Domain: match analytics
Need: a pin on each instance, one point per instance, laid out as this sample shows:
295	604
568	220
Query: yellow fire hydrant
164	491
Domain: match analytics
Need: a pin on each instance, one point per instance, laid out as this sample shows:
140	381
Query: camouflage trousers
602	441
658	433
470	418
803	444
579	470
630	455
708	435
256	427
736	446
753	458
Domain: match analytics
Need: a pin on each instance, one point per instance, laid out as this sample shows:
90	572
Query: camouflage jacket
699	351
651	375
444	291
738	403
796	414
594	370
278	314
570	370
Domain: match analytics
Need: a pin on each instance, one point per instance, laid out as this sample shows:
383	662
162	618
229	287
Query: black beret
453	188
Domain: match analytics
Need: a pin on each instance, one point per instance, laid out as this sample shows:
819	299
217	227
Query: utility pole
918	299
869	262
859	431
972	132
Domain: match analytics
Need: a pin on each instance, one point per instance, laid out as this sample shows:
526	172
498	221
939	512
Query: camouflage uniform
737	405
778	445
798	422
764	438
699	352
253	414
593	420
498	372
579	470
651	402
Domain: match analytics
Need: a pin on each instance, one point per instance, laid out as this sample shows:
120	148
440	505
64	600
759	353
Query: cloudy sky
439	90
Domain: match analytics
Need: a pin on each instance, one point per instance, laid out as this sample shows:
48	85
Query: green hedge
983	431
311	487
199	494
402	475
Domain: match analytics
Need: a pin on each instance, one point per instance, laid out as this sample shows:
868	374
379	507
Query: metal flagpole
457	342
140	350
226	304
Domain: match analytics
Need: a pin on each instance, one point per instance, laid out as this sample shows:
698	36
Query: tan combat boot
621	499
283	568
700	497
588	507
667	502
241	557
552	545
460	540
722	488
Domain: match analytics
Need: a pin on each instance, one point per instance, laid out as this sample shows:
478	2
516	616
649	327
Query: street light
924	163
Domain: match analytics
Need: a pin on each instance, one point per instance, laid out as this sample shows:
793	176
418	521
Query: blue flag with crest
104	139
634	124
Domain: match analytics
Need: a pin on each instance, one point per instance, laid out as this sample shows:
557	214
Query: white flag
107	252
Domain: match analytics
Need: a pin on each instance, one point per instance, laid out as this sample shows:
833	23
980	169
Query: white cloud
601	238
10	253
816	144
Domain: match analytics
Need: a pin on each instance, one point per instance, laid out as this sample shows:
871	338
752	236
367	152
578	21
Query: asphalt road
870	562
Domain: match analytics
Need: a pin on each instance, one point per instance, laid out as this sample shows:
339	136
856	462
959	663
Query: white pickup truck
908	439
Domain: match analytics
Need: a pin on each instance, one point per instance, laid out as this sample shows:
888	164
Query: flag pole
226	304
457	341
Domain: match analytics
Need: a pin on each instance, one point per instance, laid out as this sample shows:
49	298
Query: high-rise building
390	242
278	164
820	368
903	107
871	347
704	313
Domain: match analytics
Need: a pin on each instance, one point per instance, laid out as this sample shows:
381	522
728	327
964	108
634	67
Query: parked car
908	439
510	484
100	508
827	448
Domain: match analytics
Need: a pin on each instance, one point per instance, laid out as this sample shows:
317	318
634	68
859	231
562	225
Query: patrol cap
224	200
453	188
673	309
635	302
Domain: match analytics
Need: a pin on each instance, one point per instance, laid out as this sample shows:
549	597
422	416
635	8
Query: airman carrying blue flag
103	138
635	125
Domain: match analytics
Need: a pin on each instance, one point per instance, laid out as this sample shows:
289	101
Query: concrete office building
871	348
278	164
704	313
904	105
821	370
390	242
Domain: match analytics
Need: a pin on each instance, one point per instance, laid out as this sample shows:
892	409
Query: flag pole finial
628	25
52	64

Problem details: Gather every line of the items above that contains the word "camouflage", copying each one in full. Case counts.

Exercise response:
Query: camouflage trousers
Query: camouflage jacket
Query: camouflage uniform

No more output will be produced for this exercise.